Task instructions:
When a line of the records contains "muddy", copy it.

Dataset entries:
+ + + + + + +
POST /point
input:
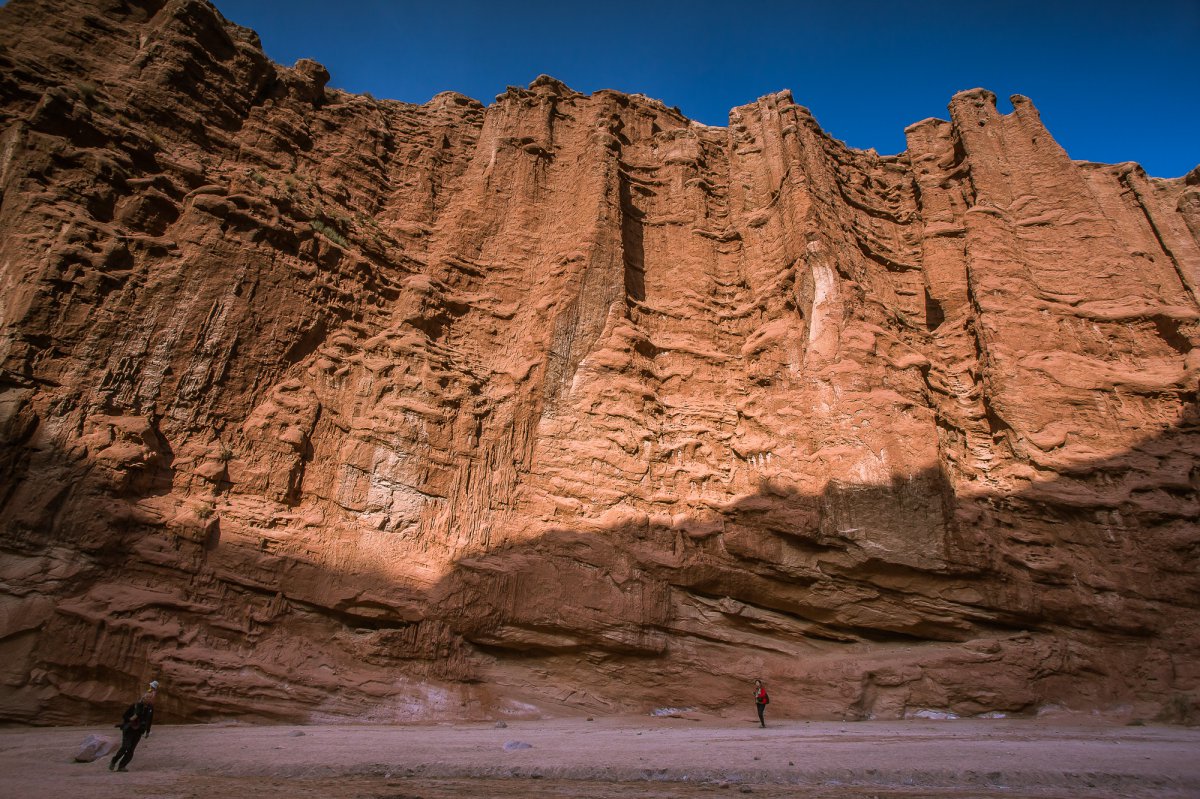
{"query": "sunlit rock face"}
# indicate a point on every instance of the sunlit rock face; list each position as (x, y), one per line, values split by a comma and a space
(317, 407)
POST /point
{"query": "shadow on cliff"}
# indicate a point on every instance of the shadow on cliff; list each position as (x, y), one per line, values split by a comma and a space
(1107, 554)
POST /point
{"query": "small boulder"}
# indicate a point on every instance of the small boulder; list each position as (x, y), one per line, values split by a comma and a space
(91, 748)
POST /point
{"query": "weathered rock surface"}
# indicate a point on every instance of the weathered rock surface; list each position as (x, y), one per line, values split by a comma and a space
(315, 406)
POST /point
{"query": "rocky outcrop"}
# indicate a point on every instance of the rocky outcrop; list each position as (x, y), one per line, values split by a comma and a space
(316, 406)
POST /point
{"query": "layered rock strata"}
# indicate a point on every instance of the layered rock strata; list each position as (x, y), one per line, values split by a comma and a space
(316, 406)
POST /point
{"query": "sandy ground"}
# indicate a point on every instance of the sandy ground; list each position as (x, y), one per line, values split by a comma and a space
(637, 757)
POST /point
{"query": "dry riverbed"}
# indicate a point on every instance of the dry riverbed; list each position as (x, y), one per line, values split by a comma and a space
(630, 757)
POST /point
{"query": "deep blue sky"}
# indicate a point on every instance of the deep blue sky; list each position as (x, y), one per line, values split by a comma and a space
(1115, 80)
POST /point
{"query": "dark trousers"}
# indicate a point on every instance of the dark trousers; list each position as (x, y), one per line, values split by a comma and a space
(130, 739)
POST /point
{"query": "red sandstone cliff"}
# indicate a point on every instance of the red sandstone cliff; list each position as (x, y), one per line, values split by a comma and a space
(316, 406)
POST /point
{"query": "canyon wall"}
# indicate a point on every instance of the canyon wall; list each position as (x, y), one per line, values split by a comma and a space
(316, 406)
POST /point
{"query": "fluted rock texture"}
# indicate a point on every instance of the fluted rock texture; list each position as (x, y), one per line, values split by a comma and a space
(315, 406)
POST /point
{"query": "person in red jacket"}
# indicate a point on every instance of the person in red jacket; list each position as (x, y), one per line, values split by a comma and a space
(760, 701)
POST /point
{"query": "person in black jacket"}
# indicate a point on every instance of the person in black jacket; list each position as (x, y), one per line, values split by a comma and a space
(135, 724)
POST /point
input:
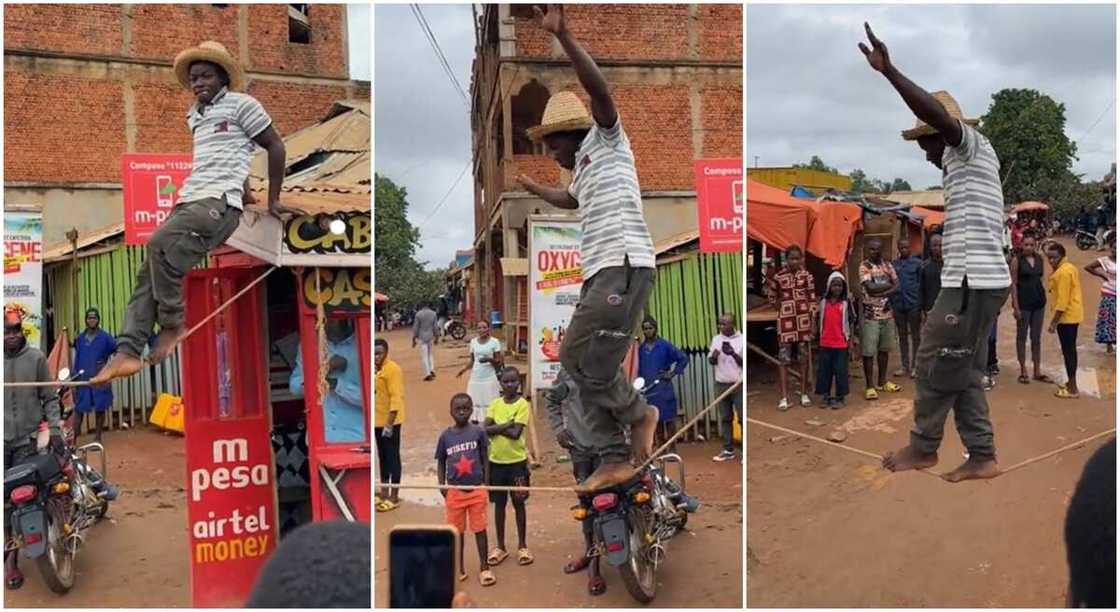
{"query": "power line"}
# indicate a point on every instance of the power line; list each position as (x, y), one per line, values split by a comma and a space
(448, 194)
(439, 53)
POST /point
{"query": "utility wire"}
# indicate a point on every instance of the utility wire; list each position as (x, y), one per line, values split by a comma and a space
(439, 52)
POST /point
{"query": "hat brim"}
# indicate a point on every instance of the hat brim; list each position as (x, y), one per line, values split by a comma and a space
(537, 133)
(184, 61)
(926, 130)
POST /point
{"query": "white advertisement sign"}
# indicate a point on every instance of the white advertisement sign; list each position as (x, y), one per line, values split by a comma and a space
(22, 270)
(554, 280)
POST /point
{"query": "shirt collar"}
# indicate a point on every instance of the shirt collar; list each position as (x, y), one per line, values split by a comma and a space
(217, 98)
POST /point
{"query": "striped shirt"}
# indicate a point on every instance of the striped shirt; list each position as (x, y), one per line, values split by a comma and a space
(605, 185)
(973, 231)
(223, 138)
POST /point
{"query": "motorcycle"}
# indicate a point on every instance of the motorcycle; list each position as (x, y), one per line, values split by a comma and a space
(50, 502)
(633, 521)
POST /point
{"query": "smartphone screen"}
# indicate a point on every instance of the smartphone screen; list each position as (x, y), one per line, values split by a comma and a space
(421, 567)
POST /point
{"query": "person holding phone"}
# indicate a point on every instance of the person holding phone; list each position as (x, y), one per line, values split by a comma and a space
(462, 460)
(726, 354)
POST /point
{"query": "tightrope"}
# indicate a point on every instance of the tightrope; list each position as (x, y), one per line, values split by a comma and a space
(569, 489)
(879, 457)
(197, 326)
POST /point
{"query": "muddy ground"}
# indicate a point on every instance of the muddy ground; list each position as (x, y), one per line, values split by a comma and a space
+ + + + + + +
Answer box:
{"query": "muddy ground"}
# indicate a point on every instance of the muddy ground; list each position as (x, y), one per line, values split by a comma and a space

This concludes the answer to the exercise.